Photo-based referring expression data.
----

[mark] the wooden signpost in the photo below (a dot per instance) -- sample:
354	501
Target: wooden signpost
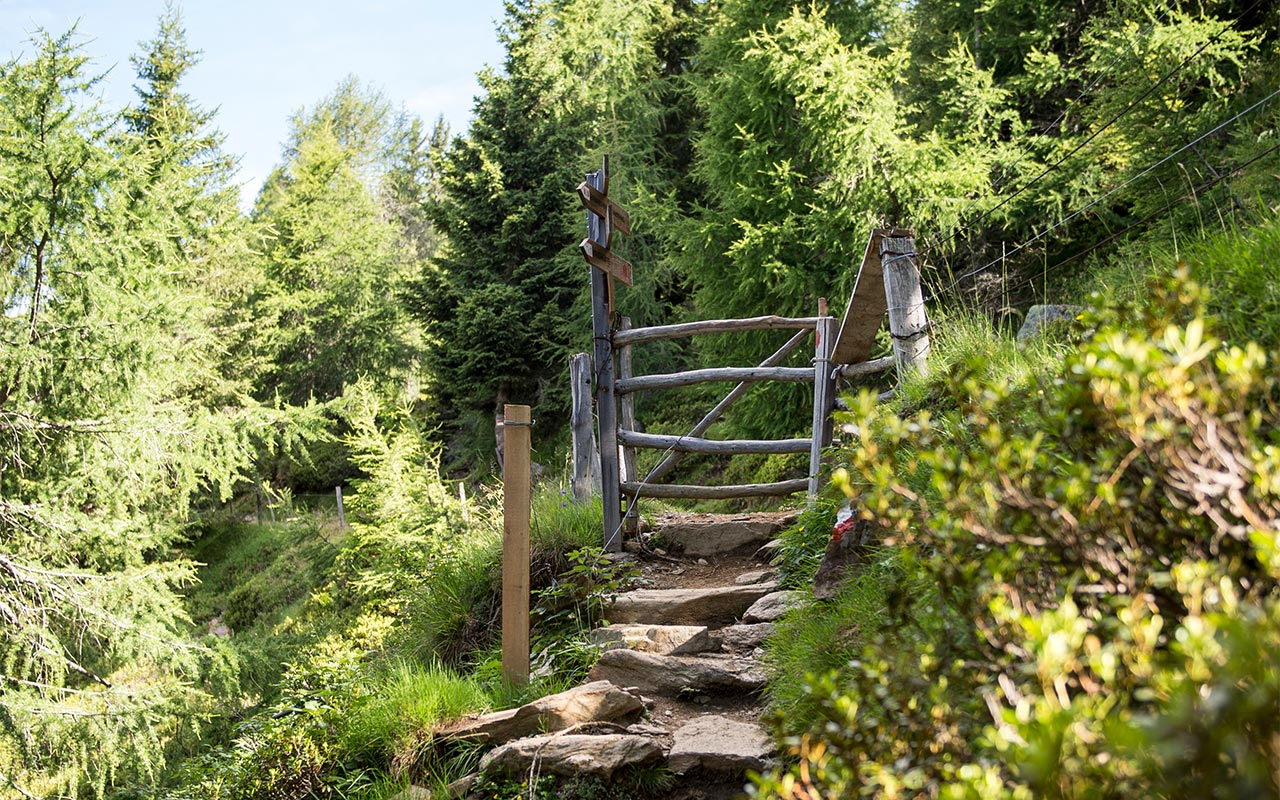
516	494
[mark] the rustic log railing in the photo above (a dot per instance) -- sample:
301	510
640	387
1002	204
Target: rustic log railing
890	257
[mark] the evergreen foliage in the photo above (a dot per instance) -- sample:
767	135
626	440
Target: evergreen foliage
108	434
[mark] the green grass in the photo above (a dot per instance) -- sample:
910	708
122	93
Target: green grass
393	726
822	636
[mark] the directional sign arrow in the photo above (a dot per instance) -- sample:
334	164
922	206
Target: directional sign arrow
606	260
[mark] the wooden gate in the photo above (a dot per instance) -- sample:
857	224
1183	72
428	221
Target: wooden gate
890	256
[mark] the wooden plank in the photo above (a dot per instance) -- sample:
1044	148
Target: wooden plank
865	368
670	380
586	458
599	202
717	493
606	260
688	329
823	400
516	496
670	462
908	323
865	311
693	444
606	397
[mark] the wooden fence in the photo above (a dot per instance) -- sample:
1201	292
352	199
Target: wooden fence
844	351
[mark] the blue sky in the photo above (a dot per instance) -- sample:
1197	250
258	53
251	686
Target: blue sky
265	59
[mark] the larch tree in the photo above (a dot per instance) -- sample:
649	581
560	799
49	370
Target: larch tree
103	444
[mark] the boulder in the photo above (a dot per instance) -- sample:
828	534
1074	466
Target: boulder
755	576
720	744
773	606
744	638
574	754
595	702
662	639
711	606
672	675
720	534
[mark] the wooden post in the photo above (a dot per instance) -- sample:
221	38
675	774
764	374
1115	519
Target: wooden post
586	458
606	398
516	508
908	323
627	455
823	394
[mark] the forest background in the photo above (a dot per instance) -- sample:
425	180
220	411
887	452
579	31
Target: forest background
169	359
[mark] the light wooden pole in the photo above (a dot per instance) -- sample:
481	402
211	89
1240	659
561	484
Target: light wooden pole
908	323
823	394
516	508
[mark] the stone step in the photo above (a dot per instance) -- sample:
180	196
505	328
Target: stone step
572	754
720	745
705	535
672	675
711	606
595	702
661	639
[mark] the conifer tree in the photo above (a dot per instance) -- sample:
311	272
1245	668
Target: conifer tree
103	444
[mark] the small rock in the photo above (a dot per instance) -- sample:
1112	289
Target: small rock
744	638
672	675
768	549
773	606
720	744
755	576
663	639
712	606
1042	318
461	787
597	702
717	534
572	754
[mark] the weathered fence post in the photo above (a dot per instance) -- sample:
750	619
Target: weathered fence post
908	323
627	455
823	394
586	458
606	398
516	508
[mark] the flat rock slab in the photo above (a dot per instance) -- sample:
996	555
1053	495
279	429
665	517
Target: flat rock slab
672	675
595	702
720	744
721	534
572	754
661	639
744	638
757	576
711	606
773	606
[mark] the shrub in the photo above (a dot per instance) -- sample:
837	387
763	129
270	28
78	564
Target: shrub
1107	580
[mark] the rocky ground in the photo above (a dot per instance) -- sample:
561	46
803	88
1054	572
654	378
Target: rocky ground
680	675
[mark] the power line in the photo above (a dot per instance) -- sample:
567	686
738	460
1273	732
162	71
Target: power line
1169	205
1098	200
1046	129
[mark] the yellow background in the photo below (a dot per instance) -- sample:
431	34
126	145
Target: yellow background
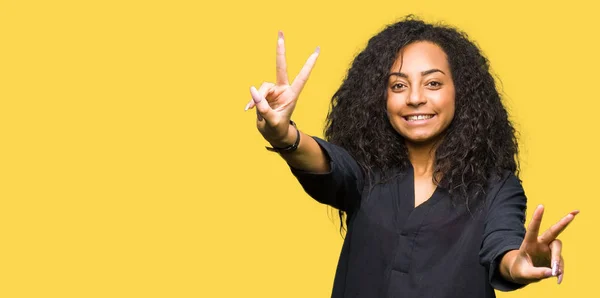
129	169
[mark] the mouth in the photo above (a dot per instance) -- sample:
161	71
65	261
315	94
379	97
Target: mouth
417	117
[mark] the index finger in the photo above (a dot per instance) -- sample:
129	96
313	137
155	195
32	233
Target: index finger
555	230
280	63
534	226
302	77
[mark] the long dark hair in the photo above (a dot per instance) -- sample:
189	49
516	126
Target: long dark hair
479	144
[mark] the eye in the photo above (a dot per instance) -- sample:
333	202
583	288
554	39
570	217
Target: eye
397	86
434	84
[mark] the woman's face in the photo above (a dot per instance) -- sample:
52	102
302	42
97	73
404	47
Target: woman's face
420	93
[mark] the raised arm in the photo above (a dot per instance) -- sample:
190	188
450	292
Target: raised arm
327	172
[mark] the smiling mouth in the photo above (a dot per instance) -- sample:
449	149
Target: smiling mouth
418	117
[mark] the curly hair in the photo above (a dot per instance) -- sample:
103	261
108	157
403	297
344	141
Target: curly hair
480	142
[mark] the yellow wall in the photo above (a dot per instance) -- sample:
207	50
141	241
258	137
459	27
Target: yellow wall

----

Task requirements. Give the number of lines in the entries above that include the word "wall", and nothing more.

Task output. 2